> [What this task involves]:
Gather every line of the records below that contains the word "outstretched", and reproduce each one in full. Matching is case-sensitive.

> [Record set]:
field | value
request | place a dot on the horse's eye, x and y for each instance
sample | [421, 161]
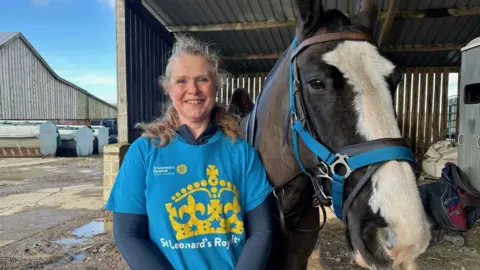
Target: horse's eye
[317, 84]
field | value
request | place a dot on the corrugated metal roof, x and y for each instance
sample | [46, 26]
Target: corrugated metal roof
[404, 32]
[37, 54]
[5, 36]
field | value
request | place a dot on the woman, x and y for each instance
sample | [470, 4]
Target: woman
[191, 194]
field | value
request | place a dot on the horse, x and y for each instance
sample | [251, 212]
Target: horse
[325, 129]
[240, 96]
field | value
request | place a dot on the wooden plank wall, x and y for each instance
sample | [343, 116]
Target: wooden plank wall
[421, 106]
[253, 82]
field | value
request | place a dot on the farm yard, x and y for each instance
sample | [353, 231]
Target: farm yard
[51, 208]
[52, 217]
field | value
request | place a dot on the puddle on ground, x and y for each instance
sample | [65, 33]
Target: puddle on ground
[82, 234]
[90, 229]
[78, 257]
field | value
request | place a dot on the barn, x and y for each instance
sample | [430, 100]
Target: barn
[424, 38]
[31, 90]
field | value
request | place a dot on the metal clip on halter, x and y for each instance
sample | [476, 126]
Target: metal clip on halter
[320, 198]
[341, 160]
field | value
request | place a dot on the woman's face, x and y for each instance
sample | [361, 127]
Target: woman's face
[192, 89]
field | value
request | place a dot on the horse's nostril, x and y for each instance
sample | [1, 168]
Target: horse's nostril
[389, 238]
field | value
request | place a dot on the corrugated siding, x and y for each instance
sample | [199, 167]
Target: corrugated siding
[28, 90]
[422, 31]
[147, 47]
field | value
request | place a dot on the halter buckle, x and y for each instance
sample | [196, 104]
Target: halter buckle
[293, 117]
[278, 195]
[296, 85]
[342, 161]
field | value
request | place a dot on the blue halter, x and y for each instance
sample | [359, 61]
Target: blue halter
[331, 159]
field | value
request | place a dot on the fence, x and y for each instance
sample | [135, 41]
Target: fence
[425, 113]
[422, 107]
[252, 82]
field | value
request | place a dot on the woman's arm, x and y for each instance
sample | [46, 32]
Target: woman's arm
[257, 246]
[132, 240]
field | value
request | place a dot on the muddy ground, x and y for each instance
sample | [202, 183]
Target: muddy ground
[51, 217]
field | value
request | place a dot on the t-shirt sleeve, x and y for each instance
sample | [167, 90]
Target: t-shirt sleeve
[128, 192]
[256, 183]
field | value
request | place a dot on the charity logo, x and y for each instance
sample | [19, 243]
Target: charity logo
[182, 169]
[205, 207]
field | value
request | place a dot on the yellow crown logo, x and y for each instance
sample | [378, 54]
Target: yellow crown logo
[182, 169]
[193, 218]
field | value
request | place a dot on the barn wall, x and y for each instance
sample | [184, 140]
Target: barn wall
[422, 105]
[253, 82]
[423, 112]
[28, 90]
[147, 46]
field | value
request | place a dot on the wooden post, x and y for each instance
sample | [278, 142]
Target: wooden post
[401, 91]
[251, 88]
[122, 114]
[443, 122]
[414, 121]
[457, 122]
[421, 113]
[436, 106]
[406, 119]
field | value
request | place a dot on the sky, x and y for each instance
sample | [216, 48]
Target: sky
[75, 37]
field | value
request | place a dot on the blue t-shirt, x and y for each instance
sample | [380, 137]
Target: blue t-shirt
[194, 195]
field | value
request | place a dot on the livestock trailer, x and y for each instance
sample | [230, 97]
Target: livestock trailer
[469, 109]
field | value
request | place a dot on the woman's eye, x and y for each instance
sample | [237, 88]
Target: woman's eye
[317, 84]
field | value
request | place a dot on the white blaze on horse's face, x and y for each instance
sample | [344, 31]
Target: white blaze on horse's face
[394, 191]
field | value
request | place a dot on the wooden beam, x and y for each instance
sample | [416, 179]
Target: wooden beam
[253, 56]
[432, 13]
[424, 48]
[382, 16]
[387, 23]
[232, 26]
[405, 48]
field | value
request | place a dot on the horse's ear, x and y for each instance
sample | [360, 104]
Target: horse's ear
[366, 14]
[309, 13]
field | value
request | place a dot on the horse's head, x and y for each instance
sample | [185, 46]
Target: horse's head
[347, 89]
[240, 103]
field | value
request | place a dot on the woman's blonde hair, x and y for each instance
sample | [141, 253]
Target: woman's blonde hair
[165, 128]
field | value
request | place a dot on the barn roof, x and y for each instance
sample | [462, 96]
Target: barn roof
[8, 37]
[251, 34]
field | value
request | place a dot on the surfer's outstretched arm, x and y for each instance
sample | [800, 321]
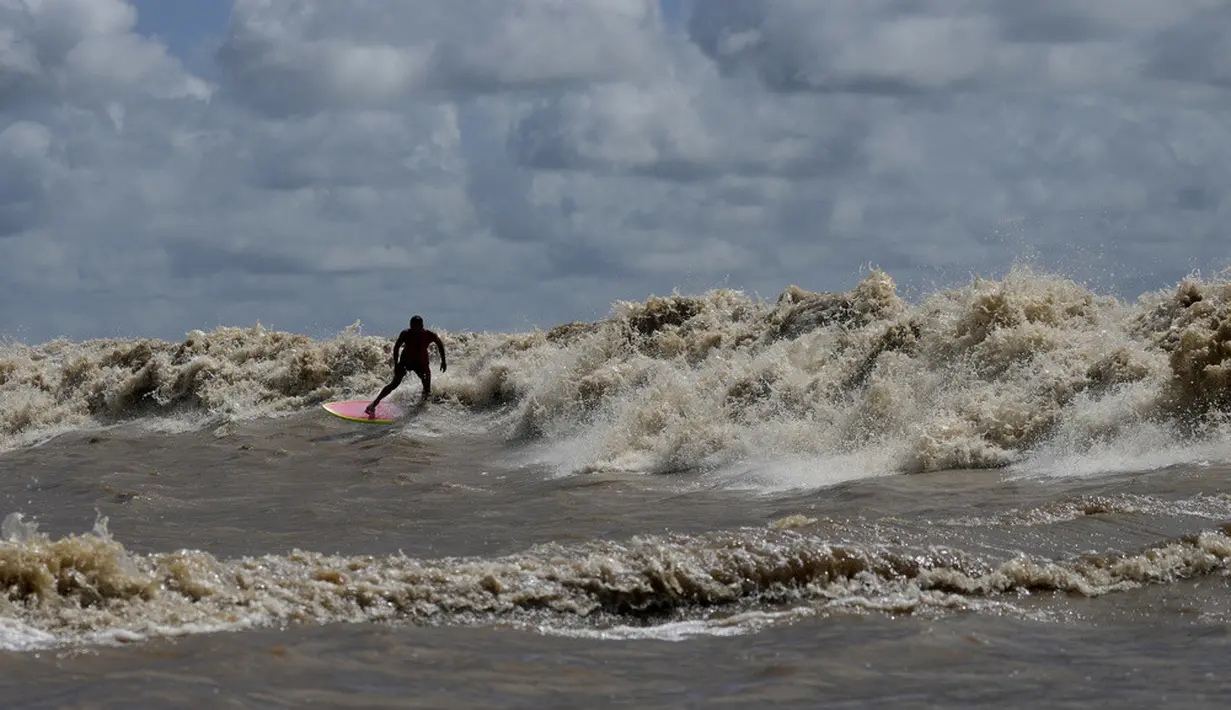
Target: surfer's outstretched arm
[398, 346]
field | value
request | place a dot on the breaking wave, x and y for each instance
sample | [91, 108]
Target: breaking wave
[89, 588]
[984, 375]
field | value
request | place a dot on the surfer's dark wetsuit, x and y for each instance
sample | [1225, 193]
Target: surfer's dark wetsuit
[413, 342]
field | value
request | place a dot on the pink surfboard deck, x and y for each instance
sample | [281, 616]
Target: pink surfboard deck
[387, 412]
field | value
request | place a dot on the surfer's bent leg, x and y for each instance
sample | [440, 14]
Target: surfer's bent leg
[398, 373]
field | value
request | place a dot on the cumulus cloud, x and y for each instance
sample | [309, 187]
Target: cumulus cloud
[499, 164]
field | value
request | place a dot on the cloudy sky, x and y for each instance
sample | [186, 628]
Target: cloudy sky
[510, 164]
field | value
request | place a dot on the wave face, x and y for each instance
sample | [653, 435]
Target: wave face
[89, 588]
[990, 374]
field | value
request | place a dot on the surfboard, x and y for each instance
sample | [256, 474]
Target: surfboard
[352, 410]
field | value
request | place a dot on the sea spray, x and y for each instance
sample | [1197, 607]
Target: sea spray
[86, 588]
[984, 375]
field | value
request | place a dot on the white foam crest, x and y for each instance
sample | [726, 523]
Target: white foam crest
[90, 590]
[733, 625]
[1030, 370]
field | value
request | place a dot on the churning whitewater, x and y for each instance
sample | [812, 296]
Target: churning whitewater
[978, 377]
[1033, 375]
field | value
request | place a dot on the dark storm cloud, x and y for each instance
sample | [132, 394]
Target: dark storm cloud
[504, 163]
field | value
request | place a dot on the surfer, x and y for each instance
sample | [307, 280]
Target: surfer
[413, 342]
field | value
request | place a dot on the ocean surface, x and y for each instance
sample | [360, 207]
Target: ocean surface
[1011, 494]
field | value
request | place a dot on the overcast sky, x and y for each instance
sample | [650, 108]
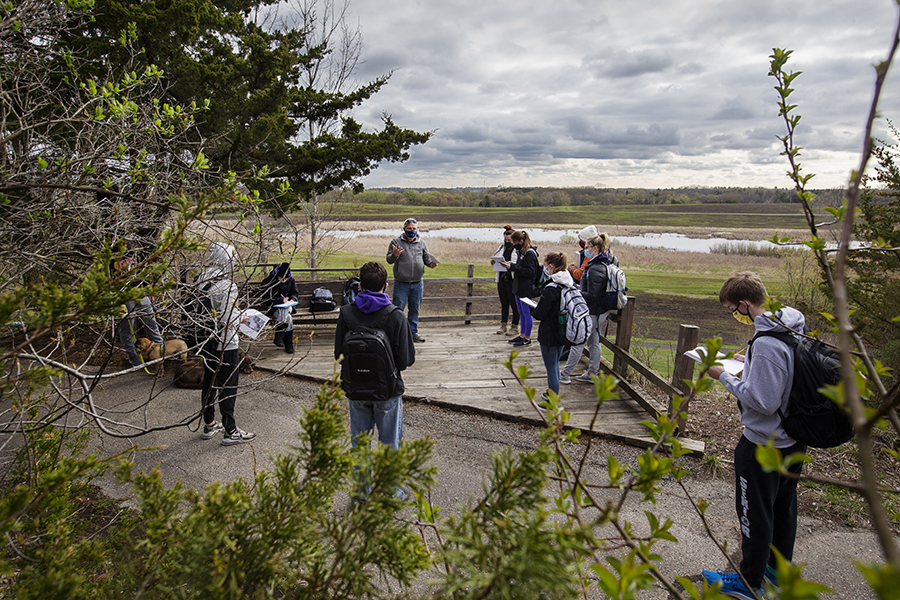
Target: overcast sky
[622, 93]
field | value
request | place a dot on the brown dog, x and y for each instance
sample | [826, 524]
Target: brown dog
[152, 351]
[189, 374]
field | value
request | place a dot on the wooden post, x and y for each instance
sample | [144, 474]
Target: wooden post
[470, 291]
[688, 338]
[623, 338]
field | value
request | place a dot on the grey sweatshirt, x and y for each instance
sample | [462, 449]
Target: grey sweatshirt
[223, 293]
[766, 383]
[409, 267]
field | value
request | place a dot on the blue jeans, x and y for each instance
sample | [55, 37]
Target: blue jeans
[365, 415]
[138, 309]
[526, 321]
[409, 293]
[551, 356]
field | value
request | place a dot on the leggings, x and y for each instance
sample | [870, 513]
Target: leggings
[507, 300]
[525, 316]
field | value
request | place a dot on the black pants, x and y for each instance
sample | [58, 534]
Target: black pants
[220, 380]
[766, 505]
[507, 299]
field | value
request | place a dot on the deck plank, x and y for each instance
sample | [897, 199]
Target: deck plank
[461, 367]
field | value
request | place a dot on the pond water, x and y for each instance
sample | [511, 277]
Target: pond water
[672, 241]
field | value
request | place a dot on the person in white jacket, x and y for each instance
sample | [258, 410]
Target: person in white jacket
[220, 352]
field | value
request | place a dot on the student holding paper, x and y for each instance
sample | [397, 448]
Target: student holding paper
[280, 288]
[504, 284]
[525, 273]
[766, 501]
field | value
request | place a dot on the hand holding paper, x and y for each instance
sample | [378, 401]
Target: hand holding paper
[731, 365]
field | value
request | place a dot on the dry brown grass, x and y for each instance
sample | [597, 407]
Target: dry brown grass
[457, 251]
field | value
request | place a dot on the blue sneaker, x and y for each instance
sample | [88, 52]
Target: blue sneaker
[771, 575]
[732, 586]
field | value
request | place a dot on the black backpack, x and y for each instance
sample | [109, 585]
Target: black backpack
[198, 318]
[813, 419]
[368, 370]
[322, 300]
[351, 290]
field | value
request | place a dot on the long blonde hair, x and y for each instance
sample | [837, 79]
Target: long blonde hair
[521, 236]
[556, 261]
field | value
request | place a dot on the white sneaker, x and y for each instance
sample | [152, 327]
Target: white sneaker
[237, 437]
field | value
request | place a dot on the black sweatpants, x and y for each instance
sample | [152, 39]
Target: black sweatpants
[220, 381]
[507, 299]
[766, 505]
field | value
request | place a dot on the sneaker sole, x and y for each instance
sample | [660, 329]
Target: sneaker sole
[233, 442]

> [Exercise answer]:
request | place a dot on the surfer's outstretched arm, x and y for each instance
Target: surfer's outstretched arm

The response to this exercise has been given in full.